• _What is expected_: Where does "dark" appear in the data? Return each line that holds it.

• _Record excerpts_:

--- --- ---

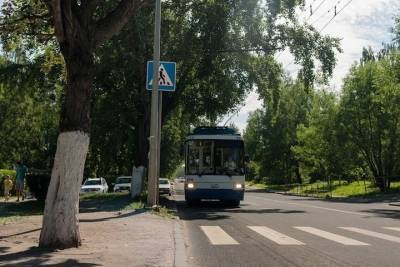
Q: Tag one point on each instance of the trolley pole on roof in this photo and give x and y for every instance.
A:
(154, 164)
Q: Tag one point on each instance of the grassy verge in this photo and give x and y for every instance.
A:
(361, 189)
(12, 211)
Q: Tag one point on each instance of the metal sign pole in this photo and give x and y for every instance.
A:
(154, 165)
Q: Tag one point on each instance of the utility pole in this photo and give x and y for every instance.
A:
(152, 194)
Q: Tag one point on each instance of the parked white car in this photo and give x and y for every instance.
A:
(178, 186)
(94, 185)
(164, 186)
(123, 183)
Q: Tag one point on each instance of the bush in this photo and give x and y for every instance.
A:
(3, 174)
(38, 183)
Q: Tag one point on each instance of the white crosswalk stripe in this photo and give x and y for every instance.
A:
(333, 237)
(393, 228)
(373, 234)
(217, 236)
(275, 236)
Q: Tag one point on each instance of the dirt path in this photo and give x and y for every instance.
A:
(109, 239)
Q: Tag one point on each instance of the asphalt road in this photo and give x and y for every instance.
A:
(276, 230)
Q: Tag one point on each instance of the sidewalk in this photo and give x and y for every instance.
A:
(108, 239)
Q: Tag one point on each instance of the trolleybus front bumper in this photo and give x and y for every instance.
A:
(220, 194)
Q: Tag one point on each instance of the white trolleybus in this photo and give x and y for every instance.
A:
(214, 165)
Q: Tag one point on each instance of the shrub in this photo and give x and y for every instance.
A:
(38, 183)
(3, 174)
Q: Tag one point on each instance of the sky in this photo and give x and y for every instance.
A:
(363, 23)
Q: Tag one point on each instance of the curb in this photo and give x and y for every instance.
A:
(180, 250)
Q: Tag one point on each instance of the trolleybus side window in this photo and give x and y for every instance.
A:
(229, 158)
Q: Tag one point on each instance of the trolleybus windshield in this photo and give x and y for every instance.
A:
(215, 157)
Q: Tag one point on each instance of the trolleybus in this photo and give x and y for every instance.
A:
(214, 165)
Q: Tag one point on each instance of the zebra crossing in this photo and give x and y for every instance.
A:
(218, 236)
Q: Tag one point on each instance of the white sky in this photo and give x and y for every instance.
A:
(361, 24)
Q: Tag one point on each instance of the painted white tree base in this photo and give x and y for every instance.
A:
(60, 221)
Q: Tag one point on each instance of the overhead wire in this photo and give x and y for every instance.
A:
(330, 21)
(336, 14)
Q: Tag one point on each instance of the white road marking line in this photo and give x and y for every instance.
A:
(393, 228)
(275, 236)
(373, 234)
(333, 237)
(311, 206)
(217, 236)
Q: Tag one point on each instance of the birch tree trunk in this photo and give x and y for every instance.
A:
(60, 221)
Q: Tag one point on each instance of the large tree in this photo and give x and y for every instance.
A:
(370, 112)
(79, 27)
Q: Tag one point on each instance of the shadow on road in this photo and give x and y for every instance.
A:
(215, 210)
(118, 215)
(35, 256)
(22, 233)
(384, 213)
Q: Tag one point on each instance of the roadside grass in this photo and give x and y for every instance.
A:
(322, 189)
(13, 211)
(110, 202)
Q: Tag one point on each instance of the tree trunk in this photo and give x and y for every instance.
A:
(60, 221)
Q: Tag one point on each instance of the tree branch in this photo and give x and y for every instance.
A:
(56, 11)
(116, 19)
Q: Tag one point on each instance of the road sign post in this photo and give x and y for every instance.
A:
(166, 76)
(152, 192)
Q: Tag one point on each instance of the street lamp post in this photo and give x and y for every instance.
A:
(154, 165)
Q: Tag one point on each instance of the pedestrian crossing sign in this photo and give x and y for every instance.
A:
(166, 76)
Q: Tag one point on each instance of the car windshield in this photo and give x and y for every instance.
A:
(93, 182)
(124, 180)
(221, 157)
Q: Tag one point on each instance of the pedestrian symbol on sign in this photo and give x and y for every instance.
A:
(166, 76)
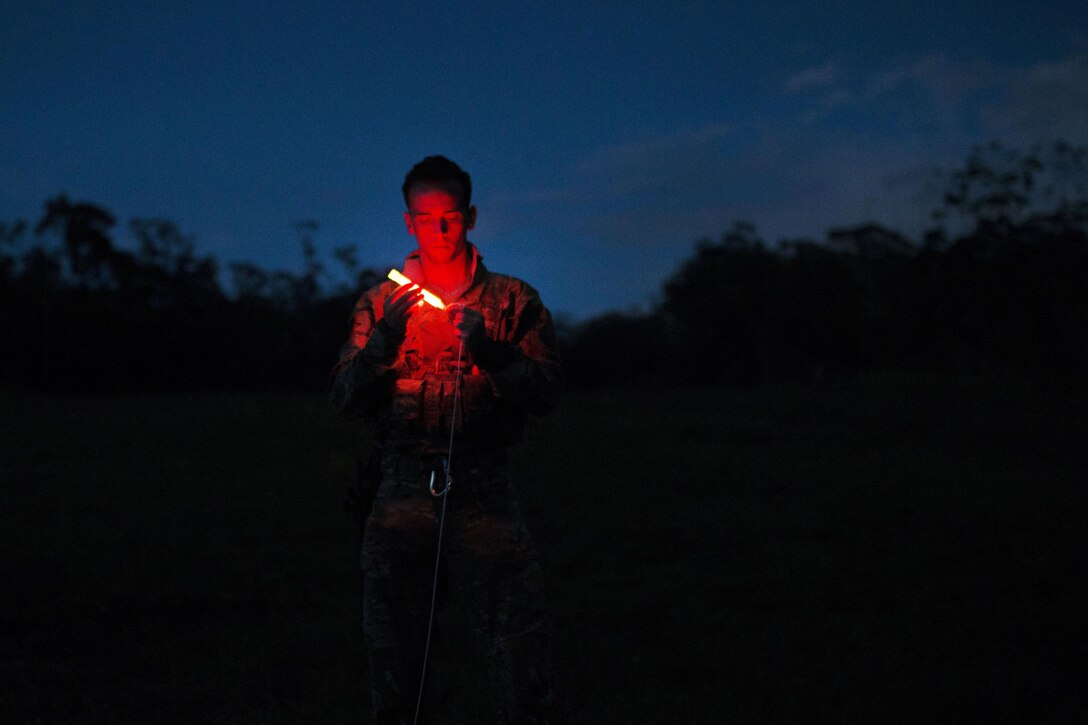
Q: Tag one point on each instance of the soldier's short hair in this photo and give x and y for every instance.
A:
(436, 170)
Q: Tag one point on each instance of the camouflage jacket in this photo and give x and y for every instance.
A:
(405, 384)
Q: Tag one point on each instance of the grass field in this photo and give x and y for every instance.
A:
(897, 550)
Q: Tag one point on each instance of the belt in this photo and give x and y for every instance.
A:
(412, 466)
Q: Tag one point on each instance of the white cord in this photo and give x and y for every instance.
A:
(442, 525)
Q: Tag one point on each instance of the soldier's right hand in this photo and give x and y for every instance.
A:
(399, 306)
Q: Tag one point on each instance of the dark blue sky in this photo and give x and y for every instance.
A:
(604, 138)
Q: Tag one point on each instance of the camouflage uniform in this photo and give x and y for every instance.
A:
(406, 386)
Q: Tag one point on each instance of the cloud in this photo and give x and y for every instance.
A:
(1042, 103)
(814, 77)
(798, 173)
(656, 164)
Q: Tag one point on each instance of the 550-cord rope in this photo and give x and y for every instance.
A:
(443, 493)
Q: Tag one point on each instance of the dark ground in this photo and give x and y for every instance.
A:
(895, 550)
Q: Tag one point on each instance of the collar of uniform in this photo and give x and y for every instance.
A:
(413, 270)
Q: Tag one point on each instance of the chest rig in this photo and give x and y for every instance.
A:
(421, 409)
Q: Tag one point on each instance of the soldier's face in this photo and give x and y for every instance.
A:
(439, 221)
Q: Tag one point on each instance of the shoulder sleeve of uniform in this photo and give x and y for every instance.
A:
(367, 357)
(523, 360)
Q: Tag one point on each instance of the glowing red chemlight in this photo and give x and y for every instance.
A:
(429, 296)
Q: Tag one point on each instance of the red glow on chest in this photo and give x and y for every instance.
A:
(429, 296)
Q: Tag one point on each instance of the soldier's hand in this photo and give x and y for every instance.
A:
(470, 327)
(399, 306)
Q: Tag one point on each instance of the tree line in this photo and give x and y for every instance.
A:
(996, 285)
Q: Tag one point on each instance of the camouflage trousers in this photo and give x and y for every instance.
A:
(487, 553)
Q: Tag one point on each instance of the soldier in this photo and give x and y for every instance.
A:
(427, 377)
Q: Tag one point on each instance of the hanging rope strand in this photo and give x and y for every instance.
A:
(442, 525)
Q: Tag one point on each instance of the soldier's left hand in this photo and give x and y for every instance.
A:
(470, 327)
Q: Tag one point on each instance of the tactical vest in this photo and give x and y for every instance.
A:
(421, 407)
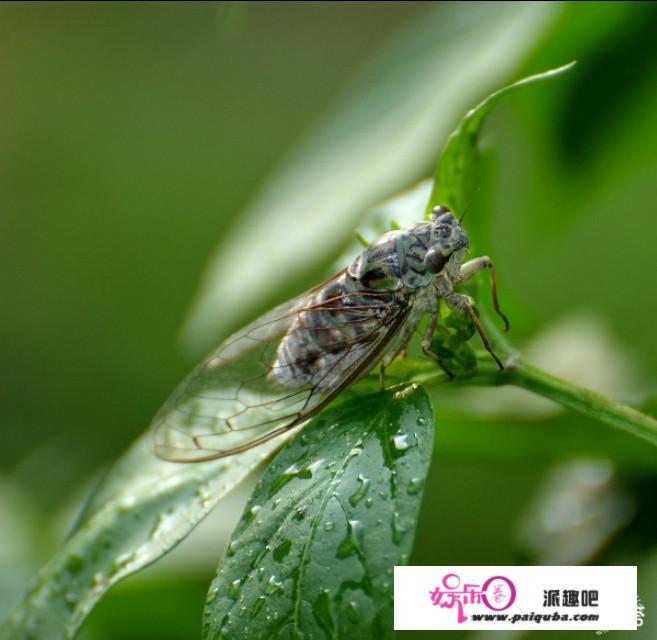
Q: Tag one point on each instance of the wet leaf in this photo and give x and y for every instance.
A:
(314, 552)
(383, 132)
(142, 509)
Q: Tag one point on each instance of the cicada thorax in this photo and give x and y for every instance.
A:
(329, 335)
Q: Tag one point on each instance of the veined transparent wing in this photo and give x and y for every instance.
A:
(278, 371)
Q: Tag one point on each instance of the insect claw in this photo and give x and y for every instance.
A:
(361, 239)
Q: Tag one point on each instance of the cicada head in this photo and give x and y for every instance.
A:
(449, 242)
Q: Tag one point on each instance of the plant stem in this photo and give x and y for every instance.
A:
(519, 373)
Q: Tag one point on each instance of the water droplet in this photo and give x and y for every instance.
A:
(352, 613)
(252, 512)
(74, 564)
(322, 613)
(212, 594)
(205, 497)
(415, 486)
(359, 494)
(259, 603)
(282, 550)
(273, 585)
(400, 441)
(350, 545)
(398, 529)
(234, 589)
(291, 473)
(71, 600)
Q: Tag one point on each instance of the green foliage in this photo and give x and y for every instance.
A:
(568, 170)
(333, 513)
(383, 134)
(140, 510)
(455, 176)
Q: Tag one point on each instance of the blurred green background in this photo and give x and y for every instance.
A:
(134, 136)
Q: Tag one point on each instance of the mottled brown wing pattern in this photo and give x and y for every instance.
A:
(252, 388)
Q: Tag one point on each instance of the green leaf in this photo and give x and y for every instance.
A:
(142, 509)
(454, 178)
(381, 134)
(313, 555)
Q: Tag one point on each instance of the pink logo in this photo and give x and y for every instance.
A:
(497, 593)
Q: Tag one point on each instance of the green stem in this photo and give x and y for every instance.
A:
(519, 373)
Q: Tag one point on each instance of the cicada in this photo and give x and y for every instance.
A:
(277, 372)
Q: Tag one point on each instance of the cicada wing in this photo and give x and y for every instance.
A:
(277, 372)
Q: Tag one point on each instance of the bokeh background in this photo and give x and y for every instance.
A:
(140, 143)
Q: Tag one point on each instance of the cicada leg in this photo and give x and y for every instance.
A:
(426, 343)
(471, 268)
(464, 303)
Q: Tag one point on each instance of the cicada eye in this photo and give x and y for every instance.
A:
(439, 210)
(435, 260)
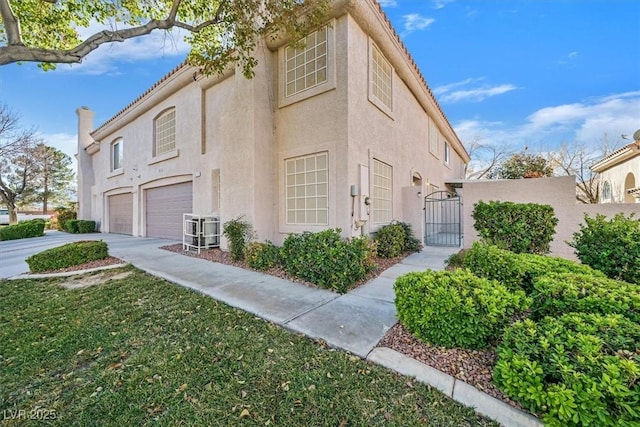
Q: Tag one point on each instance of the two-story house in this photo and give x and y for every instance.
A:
(341, 132)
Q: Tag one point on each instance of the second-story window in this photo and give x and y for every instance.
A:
(306, 66)
(165, 132)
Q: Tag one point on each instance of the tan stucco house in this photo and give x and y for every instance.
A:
(343, 132)
(619, 175)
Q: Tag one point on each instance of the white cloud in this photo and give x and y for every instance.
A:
(458, 91)
(586, 122)
(439, 4)
(414, 21)
(388, 3)
(105, 59)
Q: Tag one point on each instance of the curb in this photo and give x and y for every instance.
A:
(458, 390)
(67, 273)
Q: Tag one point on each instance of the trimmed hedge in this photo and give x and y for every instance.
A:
(576, 370)
(611, 246)
(455, 309)
(518, 227)
(327, 260)
(68, 255)
(557, 294)
(390, 241)
(23, 230)
(262, 256)
(518, 271)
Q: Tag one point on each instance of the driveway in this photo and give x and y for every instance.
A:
(14, 252)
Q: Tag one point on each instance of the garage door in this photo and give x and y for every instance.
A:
(165, 206)
(121, 214)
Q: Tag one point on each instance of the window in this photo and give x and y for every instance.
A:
(382, 192)
(380, 79)
(165, 132)
(434, 145)
(307, 185)
(447, 153)
(306, 66)
(116, 154)
(606, 191)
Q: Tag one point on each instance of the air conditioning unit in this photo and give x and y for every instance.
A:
(200, 232)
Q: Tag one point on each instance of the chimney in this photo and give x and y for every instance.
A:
(85, 164)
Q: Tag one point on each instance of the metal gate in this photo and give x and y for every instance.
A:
(443, 213)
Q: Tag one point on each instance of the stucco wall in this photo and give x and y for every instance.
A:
(559, 192)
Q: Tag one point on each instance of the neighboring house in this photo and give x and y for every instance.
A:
(619, 174)
(339, 133)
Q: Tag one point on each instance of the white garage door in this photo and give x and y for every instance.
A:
(121, 213)
(165, 206)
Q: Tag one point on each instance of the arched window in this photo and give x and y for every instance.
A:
(164, 136)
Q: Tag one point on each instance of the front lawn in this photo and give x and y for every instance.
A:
(136, 350)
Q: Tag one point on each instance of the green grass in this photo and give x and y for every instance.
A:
(142, 351)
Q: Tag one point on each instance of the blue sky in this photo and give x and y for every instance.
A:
(535, 73)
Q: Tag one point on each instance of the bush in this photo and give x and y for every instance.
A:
(327, 260)
(63, 215)
(579, 369)
(262, 256)
(518, 227)
(455, 309)
(411, 243)
(22, 230)
(390, 241)
(238, 232)
(518, 271)
(86, 226)
(557, 294)
(72, 226)
(612, 247)
(68, 255)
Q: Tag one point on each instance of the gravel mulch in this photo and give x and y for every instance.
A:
(474, 367)
(87, 265)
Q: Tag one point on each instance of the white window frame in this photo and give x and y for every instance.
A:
(322, 66)
(380, 80)
(382, 192)
(447, 153)
(434, 139)
(164, 139)
(116, 154)
(306, 190)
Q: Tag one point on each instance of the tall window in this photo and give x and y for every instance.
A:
(382, 200)
(381, 78)
(447, 152)
(306, 187)
(165, 132)
(116, 154)
(306, 66)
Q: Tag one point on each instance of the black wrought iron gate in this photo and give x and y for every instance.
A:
(443, 219)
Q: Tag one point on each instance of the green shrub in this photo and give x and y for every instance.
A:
(327, 260)
(22, 230)
(68, 255)
(238, 232)
(557, 294)
(611, 246)
(72, 226)
(411, 243)
(262, 256)
(63, 215)
(86, 226)
(578, 369)
(455, 309)
(518, 271)
(518, 227)
(390, 240)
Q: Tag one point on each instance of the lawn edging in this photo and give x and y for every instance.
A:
(458, 390)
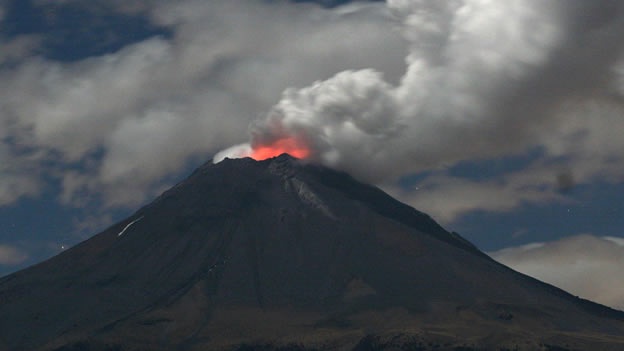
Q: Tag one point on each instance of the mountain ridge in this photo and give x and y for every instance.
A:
(285, 252)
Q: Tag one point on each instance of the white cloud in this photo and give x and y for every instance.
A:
(484, 79)
(470, 80)
(155, 104)
(585, 265)
(10, 256)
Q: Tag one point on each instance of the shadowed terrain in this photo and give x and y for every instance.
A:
(284, 255)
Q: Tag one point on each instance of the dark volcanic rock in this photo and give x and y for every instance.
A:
(283, 255)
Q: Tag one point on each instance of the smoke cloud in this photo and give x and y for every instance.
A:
(483, 79)
(378, 89)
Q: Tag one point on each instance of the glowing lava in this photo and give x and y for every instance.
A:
(291, 146)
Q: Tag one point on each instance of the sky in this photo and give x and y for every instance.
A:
(503, 120)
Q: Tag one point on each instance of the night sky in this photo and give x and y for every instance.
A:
(502, 120)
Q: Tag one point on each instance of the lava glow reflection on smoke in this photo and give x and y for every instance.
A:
(287, 145)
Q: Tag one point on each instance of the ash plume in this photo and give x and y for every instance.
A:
(482, 79)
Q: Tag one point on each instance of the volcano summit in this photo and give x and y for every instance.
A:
(281, 254)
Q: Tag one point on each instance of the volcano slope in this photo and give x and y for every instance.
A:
(279, 254)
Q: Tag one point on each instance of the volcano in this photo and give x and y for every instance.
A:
(281, 254)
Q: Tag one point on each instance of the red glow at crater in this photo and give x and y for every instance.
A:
(289, 145)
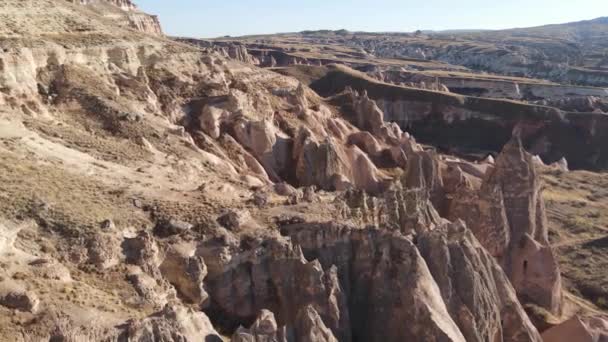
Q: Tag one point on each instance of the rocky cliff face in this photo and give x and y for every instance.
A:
(153, 190)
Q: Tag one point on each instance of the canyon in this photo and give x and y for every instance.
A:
(298, 187)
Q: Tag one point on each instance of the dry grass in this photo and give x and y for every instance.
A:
(577, 207)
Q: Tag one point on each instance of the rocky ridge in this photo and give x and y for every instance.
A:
(159, 191)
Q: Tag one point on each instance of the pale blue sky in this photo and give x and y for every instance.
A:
(213, 18)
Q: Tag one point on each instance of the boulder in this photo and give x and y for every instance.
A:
(265, 329)
(186, 272)
(16, 297)
(166, 228)
(172, 324)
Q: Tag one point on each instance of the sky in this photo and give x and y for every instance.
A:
(215, 18)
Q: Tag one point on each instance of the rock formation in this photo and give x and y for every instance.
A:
(158, 191)
(508, 215)
(589, 329)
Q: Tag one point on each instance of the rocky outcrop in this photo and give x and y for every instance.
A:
(447, 121)
(271, 275)
(172, 324)
(508, 216)
(428, 276)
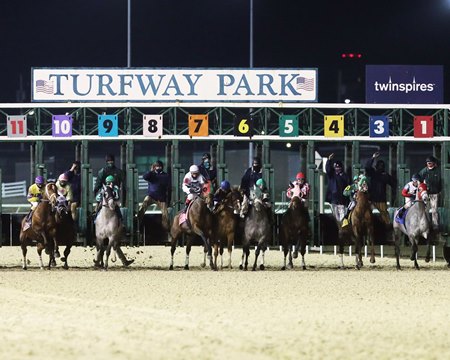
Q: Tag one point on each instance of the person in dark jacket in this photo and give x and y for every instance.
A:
(337, 182)
(379, 179)
(158, 192)
(74, 176)
(208, 171)
(103, 173)
(431, 176)
(251, 176)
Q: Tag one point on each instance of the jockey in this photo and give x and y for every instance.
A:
(409, 193)
(359, 184)
(221, 193)
(208, 171)
(99, 198)
(34, 196)
(299, 188)
(261, 192)
(64, 188)
(192, 184)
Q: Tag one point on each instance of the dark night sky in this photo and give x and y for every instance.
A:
(213, 33)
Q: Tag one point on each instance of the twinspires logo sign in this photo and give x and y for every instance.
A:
(169, 85)
(405, 84)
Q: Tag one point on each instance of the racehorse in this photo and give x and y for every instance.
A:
(225, 223)
(294, 230)
(43, 227)
(109, 229)
(360, 228)
(416, 225)
(257, 230)
(199, 222)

--- --- ---

• _Answer to the problem_:
Q: Tag one point on each instance of the dark blue sky in this photo and give x and y for every instance.
Q: Tag one point on each instance of the dark ground in this photo and give x and y for every instance.
Q: Tag one point on each instance of the dark volcanic rock in this photo and give x and y for every instance.
Q: Tag one point on each instance of the person in dark jacket in this photo and give x and y for every instance.
Q: Tag one point on each instance of the dark night sky in this photo and give x and y for every instance.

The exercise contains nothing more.